### OPDRACHTEN
[1] Kopieer uit de tekst over de kerncentrale van Mochovce woord voor woord het stuk dat begint bij "Het onderzoek door" en eindigt bij "en Frankrijk gelden.".
[2] Beantwoord de volgende vragen over de tekst over de kerncentrale van Mochovce.
(a) Met de veiligheidsnormen en praktijken van welke twee landen zou de centrale volgens het onderzoek van Riskaudit in overeenstemming zijn?
(b) In welk jaar reageerde de regering van Oostenrijk op de voltooiing van de kerncentrale?
(c) Welke lening wordt in de tekst genoemd?
─── TEKSTFRAGMENT ───
Het onderzoek door Riskaudit gaf als resultaat de verzekering dat, mits de aanbevelingen correct en volledig ten uitvoer zouden worden gelegd, de bouw, het beheer en de werking van de centrale van Mochovce in overeenstemming zouden zijn met de veiligheidsnormen en praktijken die in Duitsland en Frankrijk gelden.

Het verslag van Riskaudit kwam tot de slotsom dat "gezien de bestaande toestand te Mochovce en de tenuitvoerlegging van de voorgestelde maatregelen (...) de conclusie kan worden getrokken dat, mits op juiste en volledige wijze rekening wordt gehouden met de aanbevelingen van IPSN-GRS, de bouw, het beheer en de werking van de installatie in overeenstemming zijn met (...) de vereisten inzake veiligheid en de praktijken zoals deze in het westen gelden¨.

De Commissie is volledig op de hoogte van de reacties van de regering van Oostenrijk in 1994 betreffende de voltooiing van de kerncentrale van Mochovce. Deze reacties hadden voornamelijk betrekking op het veiligheidsonderzoek dat door Riskaudit was ingesteld. De Oostenrijkse reacties werden toen door Riskaudit geanalyseerd, terwijl er rekening mee werd gehouden in het bestek van de voorgestelde Euratom-EBWO-lening. Na zorgvuldige analyse was de conclusie dat er bij de moderniseringsprojecten van 1994 geen ernstige veiligheidsrisico's overbleven indien men bij de kerncentrale met alle gedane aanbevelingen rekening zou houden.
─── AANGELEVERDE GEGEVENS ───
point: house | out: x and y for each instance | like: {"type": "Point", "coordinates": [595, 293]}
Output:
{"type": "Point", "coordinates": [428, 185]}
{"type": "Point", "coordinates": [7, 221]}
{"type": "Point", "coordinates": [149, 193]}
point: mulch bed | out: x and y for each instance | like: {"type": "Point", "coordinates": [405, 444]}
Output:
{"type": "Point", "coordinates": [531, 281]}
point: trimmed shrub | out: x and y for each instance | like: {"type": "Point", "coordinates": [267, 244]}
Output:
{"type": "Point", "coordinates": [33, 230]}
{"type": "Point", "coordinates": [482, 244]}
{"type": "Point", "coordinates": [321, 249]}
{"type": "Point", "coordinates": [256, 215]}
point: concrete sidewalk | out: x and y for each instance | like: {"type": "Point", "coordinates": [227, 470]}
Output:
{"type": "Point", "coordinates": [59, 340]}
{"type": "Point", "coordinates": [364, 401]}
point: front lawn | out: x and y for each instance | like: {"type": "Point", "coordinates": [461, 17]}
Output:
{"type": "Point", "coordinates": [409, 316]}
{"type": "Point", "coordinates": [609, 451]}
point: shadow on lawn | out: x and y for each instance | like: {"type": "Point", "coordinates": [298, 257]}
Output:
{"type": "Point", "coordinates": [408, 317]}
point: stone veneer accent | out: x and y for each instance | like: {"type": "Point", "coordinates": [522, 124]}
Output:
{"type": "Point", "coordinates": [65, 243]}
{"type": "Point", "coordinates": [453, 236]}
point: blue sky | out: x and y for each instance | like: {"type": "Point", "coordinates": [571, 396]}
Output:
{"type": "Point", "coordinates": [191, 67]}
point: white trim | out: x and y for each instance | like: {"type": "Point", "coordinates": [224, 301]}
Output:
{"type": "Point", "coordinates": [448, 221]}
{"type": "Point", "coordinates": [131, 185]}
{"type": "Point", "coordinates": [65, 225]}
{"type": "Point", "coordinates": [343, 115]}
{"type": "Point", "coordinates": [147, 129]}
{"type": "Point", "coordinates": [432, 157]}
───
### ANTWOORDEN
[1]
Het onderzoek door Riskaudit gaf als resultaat de verzekering dat, mits de aanbevelingen correct en volledig ten uitvoer zouden worden gelegd, de bouw, het beheer en de werking van de centrale van Mochovce in overeenstemming zouden zijn met de veiligheidsnormen en praktijken die in Duitsland en Frankrijk gelden.

[2]
(a) Duitsland en Frankrijk
(b) 1994
(c) De voorgestelde Euratom-EBWO-lening